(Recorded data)

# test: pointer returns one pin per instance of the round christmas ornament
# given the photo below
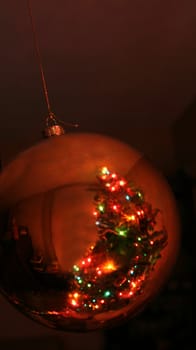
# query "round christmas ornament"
(89, 232)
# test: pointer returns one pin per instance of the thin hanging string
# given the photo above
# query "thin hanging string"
(36, 44)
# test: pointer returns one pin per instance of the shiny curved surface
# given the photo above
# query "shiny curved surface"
(89, 232)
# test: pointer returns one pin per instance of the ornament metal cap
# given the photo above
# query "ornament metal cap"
(53, 127)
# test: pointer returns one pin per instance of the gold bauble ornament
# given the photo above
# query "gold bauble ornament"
(89, 232)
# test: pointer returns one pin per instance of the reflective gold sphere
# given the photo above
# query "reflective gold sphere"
(89, 232)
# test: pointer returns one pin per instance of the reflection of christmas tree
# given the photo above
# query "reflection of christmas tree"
(115, 269)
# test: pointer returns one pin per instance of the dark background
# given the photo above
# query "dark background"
(122, 68)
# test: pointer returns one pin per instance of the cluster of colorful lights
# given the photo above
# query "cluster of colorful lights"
(117, 267)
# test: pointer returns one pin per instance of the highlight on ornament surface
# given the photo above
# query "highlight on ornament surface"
(109, 276)
(117, 267)
(88, 232)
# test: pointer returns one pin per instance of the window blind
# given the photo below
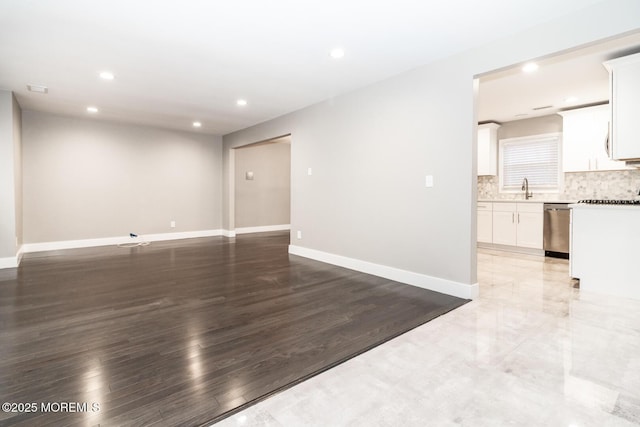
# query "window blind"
(536, 159)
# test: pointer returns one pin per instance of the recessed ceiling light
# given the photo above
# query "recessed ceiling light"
(38, 88)
(337, 53)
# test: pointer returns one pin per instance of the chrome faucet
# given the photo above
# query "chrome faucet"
(525, 188)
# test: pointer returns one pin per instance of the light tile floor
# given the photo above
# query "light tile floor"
(530, 351)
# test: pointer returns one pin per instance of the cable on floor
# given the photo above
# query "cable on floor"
(140, 242)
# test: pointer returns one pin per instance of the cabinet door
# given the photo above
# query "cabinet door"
(625, 101)
(485, 226)
(504, 228)
(530, 229)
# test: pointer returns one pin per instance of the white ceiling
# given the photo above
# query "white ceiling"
(180, 61)
(513, 95)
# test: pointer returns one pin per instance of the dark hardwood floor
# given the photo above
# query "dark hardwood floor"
(184, 332)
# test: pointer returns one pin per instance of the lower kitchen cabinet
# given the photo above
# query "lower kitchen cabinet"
(504, 224)
(485, 222)
(517, 224)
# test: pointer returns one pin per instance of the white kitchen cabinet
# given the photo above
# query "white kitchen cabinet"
(504, 223)
(584, 133)
(518, 224)
(529, 221)
(604, 249)
(488, 149)
(485, 222)
(624, 85)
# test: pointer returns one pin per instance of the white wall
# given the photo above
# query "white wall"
(551, 123)
(10, 182)
(366, 204)
(88, 179)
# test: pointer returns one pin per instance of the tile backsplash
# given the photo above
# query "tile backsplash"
(623, 184)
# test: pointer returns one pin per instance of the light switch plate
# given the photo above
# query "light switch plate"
(428, 182)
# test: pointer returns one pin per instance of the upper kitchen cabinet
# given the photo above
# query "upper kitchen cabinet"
(488, 149)
(624, 77)
(584, 134)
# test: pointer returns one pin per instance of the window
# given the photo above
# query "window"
(536, 158)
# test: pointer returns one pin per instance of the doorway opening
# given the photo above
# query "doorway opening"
(262, 190)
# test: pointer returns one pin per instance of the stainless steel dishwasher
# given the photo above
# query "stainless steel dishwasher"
(557, 223)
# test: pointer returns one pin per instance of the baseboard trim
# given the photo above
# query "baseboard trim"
(424, 281)
(228, 233)
(9, 262)
(262, 229)
(107, 241)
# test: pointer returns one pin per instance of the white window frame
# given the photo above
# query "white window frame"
(532, 187)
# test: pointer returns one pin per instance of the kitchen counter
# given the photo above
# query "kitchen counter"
(524, 201)
(603, 207)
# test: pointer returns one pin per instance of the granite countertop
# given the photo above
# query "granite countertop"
(593, 206)
(524, 201)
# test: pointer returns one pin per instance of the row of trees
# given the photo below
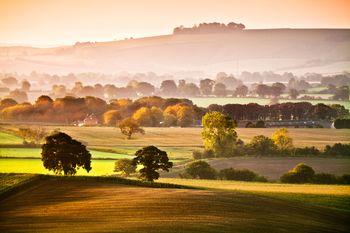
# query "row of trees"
(221, 140)
(300, 174)
(157, 111)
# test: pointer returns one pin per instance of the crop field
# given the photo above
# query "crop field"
(81, 206)
(110, 137)
(205, 102)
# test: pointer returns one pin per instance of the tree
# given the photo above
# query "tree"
(124, 166)
(200, 170)
(301, 173)
(18, 95)
(293, 93)
(129, 127)
(61, 153)
(206, 86)
(241, 91)
(282, 140)
(25, 86)
(220, 90)
(152, 159)
(111, 117)
(219, 133)
(262, 145)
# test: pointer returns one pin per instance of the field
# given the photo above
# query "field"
(69, 205)
(104, 152)
(205, 102)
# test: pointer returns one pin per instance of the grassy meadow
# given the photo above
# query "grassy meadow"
(107, 144)
(205, 102)
(77, 205)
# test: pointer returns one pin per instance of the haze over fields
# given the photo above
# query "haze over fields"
(280, 50)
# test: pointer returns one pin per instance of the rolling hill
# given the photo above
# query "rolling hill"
(295, 50)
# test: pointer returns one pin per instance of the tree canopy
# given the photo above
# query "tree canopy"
(61, 153)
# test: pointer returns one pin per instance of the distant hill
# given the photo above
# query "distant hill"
(279, 50)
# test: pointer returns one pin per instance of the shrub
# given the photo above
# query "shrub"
(342, 123)
(299, 174)
(241, 175)
(200, 169)
(203, 155)
(307, 151)
(345, 179)
(325, 178)
(337, 149)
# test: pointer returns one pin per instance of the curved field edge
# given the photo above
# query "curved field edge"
(97, 205)
(329, 196)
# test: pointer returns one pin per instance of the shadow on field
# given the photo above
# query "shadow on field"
(73, 205)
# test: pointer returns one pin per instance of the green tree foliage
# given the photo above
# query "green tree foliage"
(241, 175)
(200, 170)
(219, 133)
(124, 166)
(342, 123)
(301, 173)
(152, 159)
(61, 153)
(262, 146)
(129, 126)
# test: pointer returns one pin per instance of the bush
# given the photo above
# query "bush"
(203, 155)
(342, 123)
(325, 178)
(345, 179)
(299, 174)
(338, 149)
(199, 169)
(241, 175)
(307, 151)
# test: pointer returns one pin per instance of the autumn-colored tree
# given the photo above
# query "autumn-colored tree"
(219, 133)
(282, 140)
(129, 126)
(124, 166)
(111, 117)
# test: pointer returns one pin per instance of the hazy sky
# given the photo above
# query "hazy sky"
(57, 22)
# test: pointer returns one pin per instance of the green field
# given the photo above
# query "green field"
(187, 138)
(71, 205)
(205, 102)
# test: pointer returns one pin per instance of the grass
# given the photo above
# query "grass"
(36, 153)
(332, 196)
(110, 137)
(9, 139)
(81, 205)
(205, 102)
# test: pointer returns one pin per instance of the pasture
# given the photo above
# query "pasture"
(90, 206)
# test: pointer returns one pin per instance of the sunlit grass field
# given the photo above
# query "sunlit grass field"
(76, 205)
(205, 102)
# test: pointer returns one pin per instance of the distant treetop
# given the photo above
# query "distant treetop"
(210, 28)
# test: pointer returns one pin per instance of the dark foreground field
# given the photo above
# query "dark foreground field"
(71, 205)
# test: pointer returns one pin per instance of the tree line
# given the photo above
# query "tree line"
(157, 111)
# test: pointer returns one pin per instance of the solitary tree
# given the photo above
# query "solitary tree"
(282, 140)
(124, 166)
(61, 153)
(129, 126)
(219, 133)
(262, 145)
(152, 159)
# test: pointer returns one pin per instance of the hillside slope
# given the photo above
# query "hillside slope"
(296, 50)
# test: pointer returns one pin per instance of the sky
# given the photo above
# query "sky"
(45, 23)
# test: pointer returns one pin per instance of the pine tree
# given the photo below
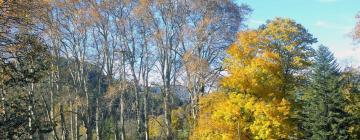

- [Direction]: Count the lines in the entries above that contain the string "hillside", and reply with the number alone.

- [Output for this task]: 2